* start *

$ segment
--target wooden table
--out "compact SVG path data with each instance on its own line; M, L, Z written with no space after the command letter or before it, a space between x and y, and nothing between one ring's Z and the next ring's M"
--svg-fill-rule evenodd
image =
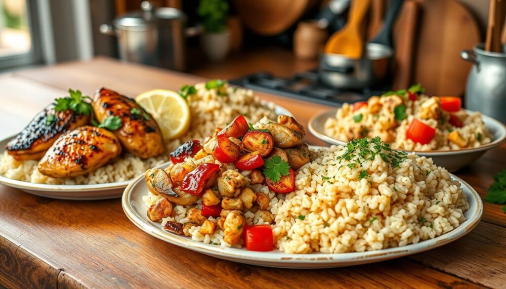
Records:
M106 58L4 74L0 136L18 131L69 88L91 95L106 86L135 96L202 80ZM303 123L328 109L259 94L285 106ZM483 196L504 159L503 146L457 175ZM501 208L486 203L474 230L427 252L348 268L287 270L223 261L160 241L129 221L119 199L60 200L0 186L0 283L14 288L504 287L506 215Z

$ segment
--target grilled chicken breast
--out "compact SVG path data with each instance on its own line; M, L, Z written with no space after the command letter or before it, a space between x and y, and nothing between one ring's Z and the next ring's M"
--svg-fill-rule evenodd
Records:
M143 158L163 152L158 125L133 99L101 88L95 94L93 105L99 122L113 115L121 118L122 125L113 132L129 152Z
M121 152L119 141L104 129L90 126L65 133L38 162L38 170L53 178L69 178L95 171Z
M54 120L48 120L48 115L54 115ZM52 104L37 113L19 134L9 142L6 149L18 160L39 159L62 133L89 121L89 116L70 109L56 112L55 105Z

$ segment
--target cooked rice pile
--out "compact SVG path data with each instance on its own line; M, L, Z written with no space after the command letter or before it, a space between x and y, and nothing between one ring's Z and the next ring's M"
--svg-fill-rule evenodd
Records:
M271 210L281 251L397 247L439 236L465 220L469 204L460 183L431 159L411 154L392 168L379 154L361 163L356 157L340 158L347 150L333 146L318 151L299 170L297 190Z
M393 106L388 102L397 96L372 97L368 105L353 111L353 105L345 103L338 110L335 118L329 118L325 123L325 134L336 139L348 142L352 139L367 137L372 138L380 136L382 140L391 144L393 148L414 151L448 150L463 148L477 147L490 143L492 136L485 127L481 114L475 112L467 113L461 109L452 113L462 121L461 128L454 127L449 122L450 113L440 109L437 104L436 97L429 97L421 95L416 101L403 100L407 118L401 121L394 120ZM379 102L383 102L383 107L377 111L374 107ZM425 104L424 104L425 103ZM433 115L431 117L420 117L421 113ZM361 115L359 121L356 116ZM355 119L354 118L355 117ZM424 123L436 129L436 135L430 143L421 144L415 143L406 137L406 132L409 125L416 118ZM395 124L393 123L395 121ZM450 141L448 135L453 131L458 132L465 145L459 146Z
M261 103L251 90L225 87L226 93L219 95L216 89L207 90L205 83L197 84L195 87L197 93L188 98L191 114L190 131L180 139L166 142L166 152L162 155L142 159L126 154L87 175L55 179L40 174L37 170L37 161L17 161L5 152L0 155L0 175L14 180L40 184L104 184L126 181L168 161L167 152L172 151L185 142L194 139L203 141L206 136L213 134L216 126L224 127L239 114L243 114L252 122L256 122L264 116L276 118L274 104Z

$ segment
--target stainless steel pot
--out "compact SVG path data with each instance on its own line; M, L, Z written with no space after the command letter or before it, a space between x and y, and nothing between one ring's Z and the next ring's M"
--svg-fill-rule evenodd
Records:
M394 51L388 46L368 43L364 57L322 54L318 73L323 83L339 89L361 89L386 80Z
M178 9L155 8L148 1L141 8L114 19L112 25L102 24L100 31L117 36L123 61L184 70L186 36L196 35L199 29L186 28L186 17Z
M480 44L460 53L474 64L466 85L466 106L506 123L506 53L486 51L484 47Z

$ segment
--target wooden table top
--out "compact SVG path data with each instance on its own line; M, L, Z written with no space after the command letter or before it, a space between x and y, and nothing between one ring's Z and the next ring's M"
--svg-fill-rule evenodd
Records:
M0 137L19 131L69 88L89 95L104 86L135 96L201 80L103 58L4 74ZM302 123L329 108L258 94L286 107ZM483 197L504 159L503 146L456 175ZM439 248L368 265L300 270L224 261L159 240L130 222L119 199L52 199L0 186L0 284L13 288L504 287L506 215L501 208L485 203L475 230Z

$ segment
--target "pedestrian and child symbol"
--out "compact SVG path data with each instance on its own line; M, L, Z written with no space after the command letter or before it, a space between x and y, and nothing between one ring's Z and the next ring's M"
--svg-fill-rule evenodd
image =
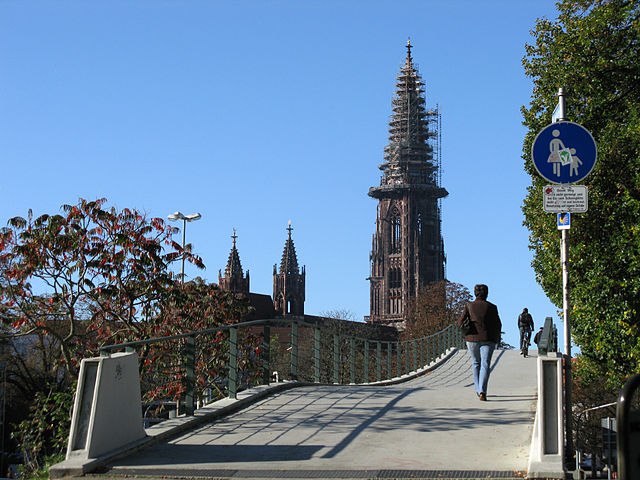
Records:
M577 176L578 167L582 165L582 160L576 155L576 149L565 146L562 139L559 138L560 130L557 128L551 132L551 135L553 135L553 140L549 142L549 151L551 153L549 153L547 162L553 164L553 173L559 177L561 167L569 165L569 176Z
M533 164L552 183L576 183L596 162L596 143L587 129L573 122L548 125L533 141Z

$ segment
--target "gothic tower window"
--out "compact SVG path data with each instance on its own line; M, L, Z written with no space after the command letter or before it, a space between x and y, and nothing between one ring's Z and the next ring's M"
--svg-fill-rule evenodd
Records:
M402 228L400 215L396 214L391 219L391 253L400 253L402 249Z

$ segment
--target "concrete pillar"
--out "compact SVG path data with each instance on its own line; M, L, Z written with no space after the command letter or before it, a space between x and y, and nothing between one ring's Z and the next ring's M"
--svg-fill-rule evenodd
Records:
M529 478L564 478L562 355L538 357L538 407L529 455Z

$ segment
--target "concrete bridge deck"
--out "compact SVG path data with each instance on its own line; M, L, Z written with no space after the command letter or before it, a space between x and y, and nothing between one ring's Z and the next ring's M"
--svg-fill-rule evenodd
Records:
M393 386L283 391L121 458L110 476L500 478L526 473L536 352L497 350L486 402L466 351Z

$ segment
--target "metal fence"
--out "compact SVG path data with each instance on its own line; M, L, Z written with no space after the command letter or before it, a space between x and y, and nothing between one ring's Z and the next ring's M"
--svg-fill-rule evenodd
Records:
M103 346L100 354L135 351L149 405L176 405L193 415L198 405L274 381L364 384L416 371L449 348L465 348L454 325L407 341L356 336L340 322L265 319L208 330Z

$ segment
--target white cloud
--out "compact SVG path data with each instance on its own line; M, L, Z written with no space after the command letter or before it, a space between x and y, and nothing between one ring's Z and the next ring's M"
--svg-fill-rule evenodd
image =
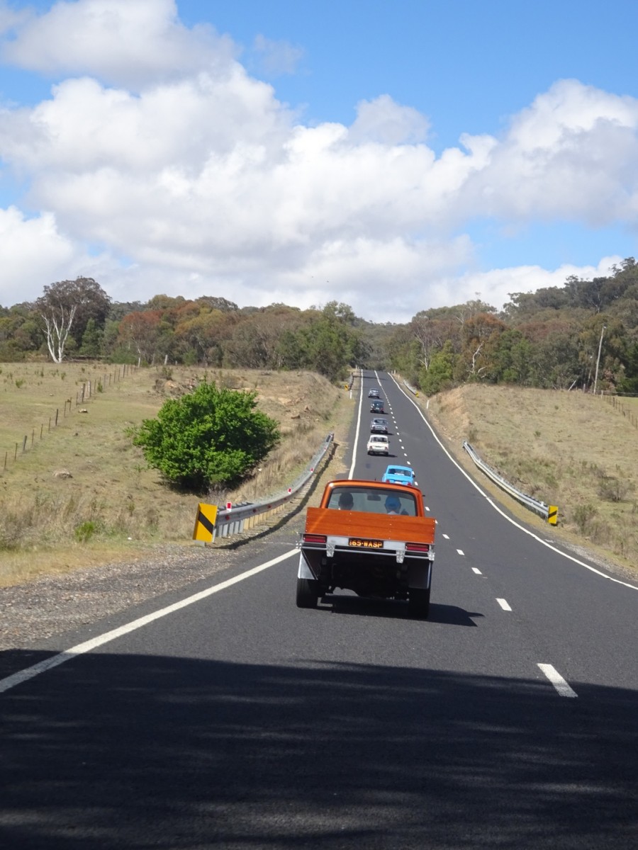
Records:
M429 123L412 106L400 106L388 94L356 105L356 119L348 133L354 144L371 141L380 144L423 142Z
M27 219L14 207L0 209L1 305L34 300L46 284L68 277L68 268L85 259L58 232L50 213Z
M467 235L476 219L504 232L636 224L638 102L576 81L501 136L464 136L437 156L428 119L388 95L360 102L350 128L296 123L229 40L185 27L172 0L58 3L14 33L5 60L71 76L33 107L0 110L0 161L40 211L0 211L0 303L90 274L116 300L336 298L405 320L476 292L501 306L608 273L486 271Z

* end *
* start *

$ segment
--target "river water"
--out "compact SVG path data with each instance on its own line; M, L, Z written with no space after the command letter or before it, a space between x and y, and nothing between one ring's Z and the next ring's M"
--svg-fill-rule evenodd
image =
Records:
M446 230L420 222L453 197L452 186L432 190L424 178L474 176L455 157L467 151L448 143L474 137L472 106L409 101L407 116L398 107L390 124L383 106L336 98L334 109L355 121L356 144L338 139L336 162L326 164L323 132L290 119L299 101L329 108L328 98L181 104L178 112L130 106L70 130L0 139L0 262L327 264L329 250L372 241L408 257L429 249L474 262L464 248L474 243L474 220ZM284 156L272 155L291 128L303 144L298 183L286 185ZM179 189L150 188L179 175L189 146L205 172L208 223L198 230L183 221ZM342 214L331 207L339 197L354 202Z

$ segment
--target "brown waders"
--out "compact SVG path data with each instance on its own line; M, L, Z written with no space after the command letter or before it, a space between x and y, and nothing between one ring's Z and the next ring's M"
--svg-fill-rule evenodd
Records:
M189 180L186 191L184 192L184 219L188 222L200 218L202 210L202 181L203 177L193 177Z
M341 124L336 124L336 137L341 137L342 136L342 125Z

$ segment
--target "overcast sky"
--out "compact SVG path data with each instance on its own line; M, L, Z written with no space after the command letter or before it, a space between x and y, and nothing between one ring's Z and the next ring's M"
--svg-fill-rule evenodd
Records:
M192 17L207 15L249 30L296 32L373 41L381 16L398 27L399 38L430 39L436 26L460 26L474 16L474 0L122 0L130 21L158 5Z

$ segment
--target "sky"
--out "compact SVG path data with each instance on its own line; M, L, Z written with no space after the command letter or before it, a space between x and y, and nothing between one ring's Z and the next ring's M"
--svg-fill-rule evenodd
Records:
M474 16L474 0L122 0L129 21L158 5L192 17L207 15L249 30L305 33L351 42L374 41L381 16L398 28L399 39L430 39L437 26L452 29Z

* end *

◆ WRITTEN TASK
Can you pull out every line of the entries above that contains the word "wooden"?

◆ RESULT BELOW
--target wooden table
--target wooden table top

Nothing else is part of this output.